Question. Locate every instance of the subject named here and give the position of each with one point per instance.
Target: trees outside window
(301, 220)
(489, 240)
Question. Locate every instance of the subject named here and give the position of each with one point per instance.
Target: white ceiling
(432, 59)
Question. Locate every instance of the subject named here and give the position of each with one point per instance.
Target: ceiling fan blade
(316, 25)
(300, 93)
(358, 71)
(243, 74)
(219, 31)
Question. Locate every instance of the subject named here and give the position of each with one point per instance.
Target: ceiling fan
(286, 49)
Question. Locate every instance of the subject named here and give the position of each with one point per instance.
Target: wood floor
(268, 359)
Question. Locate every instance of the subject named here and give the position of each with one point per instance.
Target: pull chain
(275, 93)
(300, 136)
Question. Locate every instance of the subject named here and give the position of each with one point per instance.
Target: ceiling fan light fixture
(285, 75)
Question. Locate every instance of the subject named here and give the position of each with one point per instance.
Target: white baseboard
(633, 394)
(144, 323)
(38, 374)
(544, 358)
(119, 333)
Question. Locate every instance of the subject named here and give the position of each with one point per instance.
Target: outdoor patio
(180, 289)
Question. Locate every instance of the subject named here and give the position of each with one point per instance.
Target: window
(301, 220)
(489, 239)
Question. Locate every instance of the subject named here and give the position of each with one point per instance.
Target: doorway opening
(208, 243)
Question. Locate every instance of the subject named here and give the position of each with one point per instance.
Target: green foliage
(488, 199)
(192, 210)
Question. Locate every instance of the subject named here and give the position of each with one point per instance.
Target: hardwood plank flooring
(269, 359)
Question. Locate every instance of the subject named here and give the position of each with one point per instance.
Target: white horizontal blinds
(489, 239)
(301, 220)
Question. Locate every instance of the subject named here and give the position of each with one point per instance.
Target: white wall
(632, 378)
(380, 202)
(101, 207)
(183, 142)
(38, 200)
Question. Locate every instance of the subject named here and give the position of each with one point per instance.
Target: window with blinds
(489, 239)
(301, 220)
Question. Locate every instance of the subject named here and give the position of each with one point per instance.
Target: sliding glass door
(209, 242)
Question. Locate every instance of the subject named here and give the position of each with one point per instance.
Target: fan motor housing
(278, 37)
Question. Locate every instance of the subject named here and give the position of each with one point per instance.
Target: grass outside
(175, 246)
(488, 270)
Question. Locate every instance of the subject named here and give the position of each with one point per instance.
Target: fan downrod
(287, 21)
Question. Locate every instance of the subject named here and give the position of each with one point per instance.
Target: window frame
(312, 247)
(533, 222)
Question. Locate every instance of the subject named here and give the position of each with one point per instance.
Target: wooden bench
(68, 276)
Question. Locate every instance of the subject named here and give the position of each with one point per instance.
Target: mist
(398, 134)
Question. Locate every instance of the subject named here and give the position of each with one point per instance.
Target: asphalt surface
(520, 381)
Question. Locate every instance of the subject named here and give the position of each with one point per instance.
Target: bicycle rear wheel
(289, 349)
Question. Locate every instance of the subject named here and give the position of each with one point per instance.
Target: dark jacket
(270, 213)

(Work to be completed) Make an exact copy of the whole listing, so that no line is lost.

(Response box)
Question. Locate every instance of the subject named here and give the position of each with one point per instance.
Target: trees outside window
(301, 220)
(489, 240)
Question. Locate every instance of the subject named here and give the position of each with one point per instance.
Target: white ceiling
(432, 59)
Question. Locate every instance of the subject named here and give the position of each with one point per instance.
Target: ceiling fan blade
(316, 25)
(300, 93)
(358, 71)
(243, 74)
(219, 31)
Question. Locate every instance of the subject named here and give the position of each with one point per instance.
Target: ceiling fan
(286, 49)
Question. Locate every instance of the subject named here and give the position of each with one point per instance.
Target: wood floor
(268, 359)
Question. Locate every instance of the subject named here and give the position of each with one point per instance.
Target: pull chain
(275, 93)
(300, 136)
Question. Locate every instance of the subject named here and give the position of each with one point per instance.
Target: ceiling fan light fixture
(285, 75)
Question. Locate every instance of the subject named here and give the position of each with one point per instance.
Target: white baseboard
(633, 394)
(144, 323)
(38, 374)
(544, 358)
(119, 333)
Question. Locate every instance of the subject named here and give the position of each with one point per instance.
Target: outdoor patio
(180, 289)
Question. Locate every instance of the subject named here and give the position of each with one point per instance.
Target: window
(301, 220)
(489, 239)
Question. Locate every instance of the subject named here and give the position of each with one point per instance.
Target: doorway opening
(208, 243)
Question. Locate every instance of the subject named here and give the position of each with one point per instance.
Target: green foliage
(488, 199)
(192, 210)
Question. Locate every instance of the subject named here and give the position of each with one point per instance.
Target: hardwood plank flooring
(269, 359)
Question. Locate every instance of the subject named here and give the position of each with one point per instance.
Target: white horizontal blinds
(489, 239)
(301, 220)
Question. Locate every instance of the subject named here and give the position of each with one point per instance.
Target: white wall
(632, 378)
(380, 202)
(101, 207)
(183, 142)
(38, 200)
Question. Locate every instance of the subject named here and give the position of each with one point per instance.
Target: window with blinds
(489, 239)
(301, 220)
Question. Locate every instance of the subject named here and give the position of each with one point per instance.
Target: sliding glass door
(209, 242)
Question. Locate every instance of the subject named here and give the position of each with one point per instance.
Target: fan motor housing
(278, 37)
Question. Locate every instance of the subject named here and give the position of each with one point per instance.
Target: grass outside
(175, 246)
(488, 270)
Question. Locate every instance of the subject named here and give the position of each with one point per instance.
Target: fan downrod
(287, 21)
Question. Locate every instance of the subject named here and give the position of each with one point per instance.
Target: window frame
(312, 247)
(533, 222)
Question. Locate every instance of the subject named here and give the position of each with one point per instance.
Target: wooden bench
(68, 276)
Question. Locate every instance of the subject named here and give the position of each with one point per instance.
Target: mist
(398, 134)
Question. Locate every instance of the subject named here and give the position of each with one point per instance.
Target: asphalt surface
(520, 381)
Question. Locate every instance of the subject named here and give the position of each with one point per instance.
Target: bicycle rear wheel
(289, 349)
Question. Locate every instance of the subject named here and give the position of each with one point per instance.
Target: dark jacket
(270, 213)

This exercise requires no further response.